# Direction A:
Pull out every line of the listing below that contains the string "pole".

# Source text:
START
In 1999, Ms. Lopez loaned Mr. Gaspard out to help 1199 SEIU, the politically powerful labor union, to organize a march in protest of the police shooting death of Amadou Diallo, an unarmed Guinean immigrant. Mr. Gaspard impressed them.

“He knows what buttons to push and in what order,” said Jennifer Cunningham, who was then the union’s political director, and who went on to work closely with Mr. Gaspard for the next eight years.

George Gresham, the current president of 1199, said that Mr. Gaspard often took a “statistical” interest in candidates, just as he did to baseball box scores and farm systems, wanting to know not just their vision or why they should hold office, but how they expected to win.

“Patrick could distinguish between those who were serious and those who weren’t,” he said.

Several of his former colleagues said the most difficult time for Mr. Gaspard during that period was in 2002, when the union supported Republican Governor George Pataki over Carl McCall, then a two-term state comptroller who was attempting to become the first black governor in the history of the state.      

“All of us developed a political maturity at that time,” said Mr. Gresham. “We say we don’t have permanent friends, we have permanent interests.”
END
# Data provided:
START
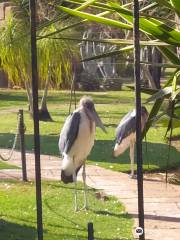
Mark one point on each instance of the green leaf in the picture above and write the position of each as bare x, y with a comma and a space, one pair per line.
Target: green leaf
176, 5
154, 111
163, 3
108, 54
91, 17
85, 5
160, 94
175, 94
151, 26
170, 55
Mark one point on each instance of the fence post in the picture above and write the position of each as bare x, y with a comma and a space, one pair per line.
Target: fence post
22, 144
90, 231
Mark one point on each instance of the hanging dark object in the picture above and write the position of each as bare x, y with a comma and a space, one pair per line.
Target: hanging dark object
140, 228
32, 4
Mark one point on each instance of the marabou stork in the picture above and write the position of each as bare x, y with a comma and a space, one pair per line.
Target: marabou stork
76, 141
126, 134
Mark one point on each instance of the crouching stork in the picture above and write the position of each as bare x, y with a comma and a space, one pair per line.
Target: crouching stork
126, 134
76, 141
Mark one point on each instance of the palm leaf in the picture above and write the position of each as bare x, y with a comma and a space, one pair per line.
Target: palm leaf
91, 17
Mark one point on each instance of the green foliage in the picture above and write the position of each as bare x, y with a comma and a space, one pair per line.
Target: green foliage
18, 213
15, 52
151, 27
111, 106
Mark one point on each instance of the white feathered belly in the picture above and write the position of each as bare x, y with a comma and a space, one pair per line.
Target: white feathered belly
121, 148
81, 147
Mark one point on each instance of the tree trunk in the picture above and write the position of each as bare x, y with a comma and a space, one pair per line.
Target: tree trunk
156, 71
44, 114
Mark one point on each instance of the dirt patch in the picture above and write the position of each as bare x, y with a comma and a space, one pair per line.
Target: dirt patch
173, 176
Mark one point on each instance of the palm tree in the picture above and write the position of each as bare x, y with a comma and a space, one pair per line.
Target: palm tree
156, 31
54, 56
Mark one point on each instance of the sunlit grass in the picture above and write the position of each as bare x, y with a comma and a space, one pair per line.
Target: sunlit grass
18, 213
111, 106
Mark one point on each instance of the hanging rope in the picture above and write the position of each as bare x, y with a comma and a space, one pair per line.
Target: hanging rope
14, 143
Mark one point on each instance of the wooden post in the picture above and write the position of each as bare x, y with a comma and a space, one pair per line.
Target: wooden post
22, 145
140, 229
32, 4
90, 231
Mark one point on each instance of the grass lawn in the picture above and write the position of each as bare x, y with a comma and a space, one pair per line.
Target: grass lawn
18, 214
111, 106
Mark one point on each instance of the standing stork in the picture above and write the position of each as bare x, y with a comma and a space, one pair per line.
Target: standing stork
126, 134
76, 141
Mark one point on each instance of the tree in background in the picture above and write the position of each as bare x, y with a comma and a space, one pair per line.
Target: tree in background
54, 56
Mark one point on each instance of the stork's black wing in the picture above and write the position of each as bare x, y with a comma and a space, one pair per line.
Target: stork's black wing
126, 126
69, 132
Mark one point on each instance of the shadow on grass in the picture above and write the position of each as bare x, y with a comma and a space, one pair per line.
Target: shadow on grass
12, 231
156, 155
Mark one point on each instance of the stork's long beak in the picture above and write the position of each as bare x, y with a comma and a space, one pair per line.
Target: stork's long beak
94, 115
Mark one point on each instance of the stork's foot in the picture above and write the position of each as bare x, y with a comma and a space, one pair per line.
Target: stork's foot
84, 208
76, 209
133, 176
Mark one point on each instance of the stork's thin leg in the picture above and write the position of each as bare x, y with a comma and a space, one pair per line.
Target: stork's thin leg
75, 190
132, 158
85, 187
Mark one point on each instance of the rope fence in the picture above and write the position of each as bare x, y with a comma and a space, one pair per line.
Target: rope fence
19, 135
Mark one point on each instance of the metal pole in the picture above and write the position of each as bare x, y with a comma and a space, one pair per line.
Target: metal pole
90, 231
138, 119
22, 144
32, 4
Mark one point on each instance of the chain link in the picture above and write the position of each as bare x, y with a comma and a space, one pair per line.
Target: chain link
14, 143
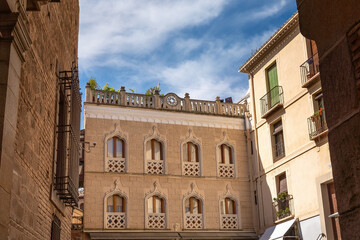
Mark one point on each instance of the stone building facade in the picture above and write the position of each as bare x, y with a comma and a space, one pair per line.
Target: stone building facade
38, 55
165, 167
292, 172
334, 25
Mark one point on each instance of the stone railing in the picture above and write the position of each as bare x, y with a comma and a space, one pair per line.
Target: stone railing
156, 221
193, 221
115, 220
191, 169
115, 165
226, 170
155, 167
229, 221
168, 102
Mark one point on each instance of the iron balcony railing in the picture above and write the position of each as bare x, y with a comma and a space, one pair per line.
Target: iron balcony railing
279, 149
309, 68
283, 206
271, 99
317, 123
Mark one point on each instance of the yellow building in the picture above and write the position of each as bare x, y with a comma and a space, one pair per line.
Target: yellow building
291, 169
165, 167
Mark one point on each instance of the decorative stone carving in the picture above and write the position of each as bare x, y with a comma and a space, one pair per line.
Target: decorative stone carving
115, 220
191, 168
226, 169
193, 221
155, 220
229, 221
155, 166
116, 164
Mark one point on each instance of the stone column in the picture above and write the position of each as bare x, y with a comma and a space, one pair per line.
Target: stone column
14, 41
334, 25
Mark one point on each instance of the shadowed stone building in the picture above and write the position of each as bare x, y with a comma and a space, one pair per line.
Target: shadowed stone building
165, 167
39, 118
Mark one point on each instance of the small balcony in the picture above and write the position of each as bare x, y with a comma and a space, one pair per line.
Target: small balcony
END
# Direction B:
According to the passage about Mr. Gaspard, whom did the union support for governor in 2002?

# Correct output A:
Mark one point on each instance of the metal pole in the picture above and write the position of each as bare x, y with a comma and a space, one pair per line.
Target: metal pole

# Correct output B:
Republican Governor George Pataki